FBI's 21-Year UFO Case File, 1947–1968
65_HS1-834228961_62-HQ-83894_Serial_220
FBI case file 62-HQ-83894 is a 21-year span of bureau records on UFOs and flying discs, running from the first wave of 1947 saucer reports through mid-1968, released here in more complete form than the version on the FBI Vault.
Brief
The file covers FBI investigative activity on Unidentified Flying Objects from June 1947 to July 1968 and includes eyewitness testimony, public-report intake, photographic evidence collected near Oak Ridge, Tennessee, and at least one technical proposal addressing possible propulsion systems behind the phenomenon. Researcher accounts and convention materials suggest the bureau also tracked civilian UFO study networks during this period. The war.gov release is described as the complete case file, with several pages newly declassified and only minor redactions, making it materially more complete than the partially redacted version previously available on the FBI Vault.
Metadata
- Agency
- FBI
- Release
- 5/8/26
- Type
- PDF • .pdf
- Length
- 15 pages
- Classification
- UNCLASSIFIED
- Tags
- flying disc, UAP, photographic evidence, Oak Ridge TN, 1947–1968, propulsion analysis, nuclear site proximity
Key points
- Case spans June 1947 through July 1968 — capturing every major early UFO wave from the Arnold sighting era through the late-1960s peak.

● ● ● ● ●

## [CHALLENGE A]
According to the summary of the FBI's UFO case file, why is the war.gov release more complete than the FBI Vault version?

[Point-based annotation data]
● ● ● ● ●

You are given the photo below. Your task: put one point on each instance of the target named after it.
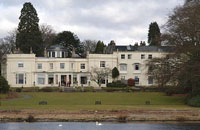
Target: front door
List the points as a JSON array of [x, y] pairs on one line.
[[63, 80]]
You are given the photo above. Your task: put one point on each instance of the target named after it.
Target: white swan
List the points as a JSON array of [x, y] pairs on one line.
[[97, 123]]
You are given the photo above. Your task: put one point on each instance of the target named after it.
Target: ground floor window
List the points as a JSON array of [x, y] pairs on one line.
[[41, 78], [50, 79], [75, 79], [150, 80], [20, 79], [83, 79], [137, 80]]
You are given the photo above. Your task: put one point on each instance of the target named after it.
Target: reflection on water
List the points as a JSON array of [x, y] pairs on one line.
[[93, 126]]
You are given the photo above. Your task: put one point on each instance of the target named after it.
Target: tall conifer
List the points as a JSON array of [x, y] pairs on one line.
[[29, 35]]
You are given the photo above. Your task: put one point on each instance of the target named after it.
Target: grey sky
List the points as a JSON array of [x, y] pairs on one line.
[[125, 21]]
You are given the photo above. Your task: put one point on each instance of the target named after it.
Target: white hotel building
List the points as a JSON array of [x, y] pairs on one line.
[[55, 69]]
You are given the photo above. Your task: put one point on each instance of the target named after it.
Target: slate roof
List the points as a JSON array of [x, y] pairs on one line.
[[144, 48]]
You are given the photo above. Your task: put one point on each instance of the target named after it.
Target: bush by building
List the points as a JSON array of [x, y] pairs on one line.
[[118, 84], [131, 82]]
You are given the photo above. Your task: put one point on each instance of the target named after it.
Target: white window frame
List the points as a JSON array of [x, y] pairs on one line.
[[123, 56], [142, 56], [39, 66], [82, 66], [123, 67], [41, 76], [129, 56], [102, 64], [62, 65], [51, 65], [20, 65]]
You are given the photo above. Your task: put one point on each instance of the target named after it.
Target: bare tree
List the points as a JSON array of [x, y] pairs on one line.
[[48, 34], [89, 45], [100, 74]]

● ● ● ● ●

## [CHALLENGE B]
Repeat the listing word for word, starting at its first line and ending at the line containing "[[97, 123]]". Omit the pictures.

## [FINAL RESULT A]
The war.gov release is described as the complete case file, with several pages newly declassified and only minor redactions. The version previously on the FBI Vault was partially redacted.

## [FINAL RESULT B]
You are given the photo below. Your task: put one point on each instance of the target named after it.
Target: front door
List the points as a JSON array of [x, y] pairs on one line.
[[63, 80]]
You are given the photo above. Your task: put one point on each instance of the target named after it.
Target: white swan
List the points as a JSON array of [x, y] pairs on one line.
[[97, 123]]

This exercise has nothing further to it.